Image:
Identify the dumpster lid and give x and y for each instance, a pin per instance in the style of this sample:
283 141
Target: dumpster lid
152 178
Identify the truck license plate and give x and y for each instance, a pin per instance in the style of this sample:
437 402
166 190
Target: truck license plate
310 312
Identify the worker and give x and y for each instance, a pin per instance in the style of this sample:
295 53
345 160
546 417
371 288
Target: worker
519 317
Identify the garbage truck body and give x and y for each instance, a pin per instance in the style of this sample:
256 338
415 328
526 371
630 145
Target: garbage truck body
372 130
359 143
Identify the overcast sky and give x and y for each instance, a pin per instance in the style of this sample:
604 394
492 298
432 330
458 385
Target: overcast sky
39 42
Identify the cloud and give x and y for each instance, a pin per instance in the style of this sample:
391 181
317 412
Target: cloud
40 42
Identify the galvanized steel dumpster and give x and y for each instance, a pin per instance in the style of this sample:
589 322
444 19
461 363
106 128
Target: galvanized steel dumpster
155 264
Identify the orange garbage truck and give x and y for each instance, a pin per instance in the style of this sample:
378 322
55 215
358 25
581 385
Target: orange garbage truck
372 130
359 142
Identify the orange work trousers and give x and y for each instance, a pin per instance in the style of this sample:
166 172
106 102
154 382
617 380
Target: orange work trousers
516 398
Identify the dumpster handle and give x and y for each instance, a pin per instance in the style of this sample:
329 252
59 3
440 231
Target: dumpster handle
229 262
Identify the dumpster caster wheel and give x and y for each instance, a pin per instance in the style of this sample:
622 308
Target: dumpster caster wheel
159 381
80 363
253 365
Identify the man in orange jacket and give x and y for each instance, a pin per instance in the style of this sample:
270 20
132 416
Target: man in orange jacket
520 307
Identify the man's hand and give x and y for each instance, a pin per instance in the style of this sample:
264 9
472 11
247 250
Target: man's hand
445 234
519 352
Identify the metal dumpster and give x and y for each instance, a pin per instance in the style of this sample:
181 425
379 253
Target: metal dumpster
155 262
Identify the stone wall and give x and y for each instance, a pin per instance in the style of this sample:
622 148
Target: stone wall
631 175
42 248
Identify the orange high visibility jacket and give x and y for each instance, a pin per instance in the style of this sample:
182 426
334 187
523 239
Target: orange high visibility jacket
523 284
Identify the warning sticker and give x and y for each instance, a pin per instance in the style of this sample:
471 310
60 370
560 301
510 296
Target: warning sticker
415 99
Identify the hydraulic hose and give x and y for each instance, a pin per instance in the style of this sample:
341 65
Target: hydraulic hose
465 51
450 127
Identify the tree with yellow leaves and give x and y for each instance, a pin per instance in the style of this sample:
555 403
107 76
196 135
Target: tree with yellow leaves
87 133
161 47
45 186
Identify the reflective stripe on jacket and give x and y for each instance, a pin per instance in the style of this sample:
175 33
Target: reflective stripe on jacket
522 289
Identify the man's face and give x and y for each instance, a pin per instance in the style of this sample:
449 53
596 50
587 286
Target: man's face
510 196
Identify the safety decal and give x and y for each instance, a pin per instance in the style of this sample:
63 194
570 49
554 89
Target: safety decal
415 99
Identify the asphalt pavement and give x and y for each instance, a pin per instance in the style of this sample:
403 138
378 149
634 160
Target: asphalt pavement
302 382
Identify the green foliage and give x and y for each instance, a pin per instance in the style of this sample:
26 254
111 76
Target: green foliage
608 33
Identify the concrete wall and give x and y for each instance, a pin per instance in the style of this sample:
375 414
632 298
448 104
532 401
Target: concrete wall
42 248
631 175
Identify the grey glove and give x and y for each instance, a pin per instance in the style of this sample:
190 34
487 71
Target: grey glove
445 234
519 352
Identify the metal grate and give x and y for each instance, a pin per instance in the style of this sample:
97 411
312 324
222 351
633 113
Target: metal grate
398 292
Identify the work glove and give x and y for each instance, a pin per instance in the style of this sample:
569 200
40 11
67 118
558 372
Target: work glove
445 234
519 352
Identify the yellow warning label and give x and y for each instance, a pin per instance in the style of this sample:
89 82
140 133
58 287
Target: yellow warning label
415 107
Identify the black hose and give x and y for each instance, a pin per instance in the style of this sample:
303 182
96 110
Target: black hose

■ ■ ■

### EXERCISE INSTRUCTIONS
Repeat, without changes, every line from the one that contains "Identify the asphalt" through the final line of the data.

### EXERCISE RESULT
Identify the asphalt pavement and give x and y for each instance, a pin per instance in the style of this sample:
403 138
378 149
634 160
Target: asphalt pavement
302 382
Identify the green foliage and give x and y for each instance, a pin per instance in the style of this sample:
26 254
111 76
Target: green foliage
608 33
Identify the concrete wall and give x and y for each instance, a pin per instance in the style of this sample:
375 414
632 298
448 104
532 401
Target: concrete wall
42 248
631 175
Identify the grey glove and give x and y for each instance, a pin per instance in the style of this sample:
190 34
487 71
Target: grey glove
445 234
519 352
Identify the metal grate and give x and y for each instance, a pin per instance in the style of this sample:
97 411
312 324
222 351
633 113
Target: metal grate
398 292
Identify the work glove and give x and y for each instance, a pin per instance in the style of this sample:
569 200
40 11
67 118
558 372
Target: work glove
445 234
519 352
Identify the yellow warning label and give x and y for each instance, a pin per instance in the style of this sample:
89 82
140 133
58 287
Target: yellow warning label
415 107
Identify the black hose and give x and y for each instance, a pin per instance in the style of this sample:
303 182
96 110
Target: black hose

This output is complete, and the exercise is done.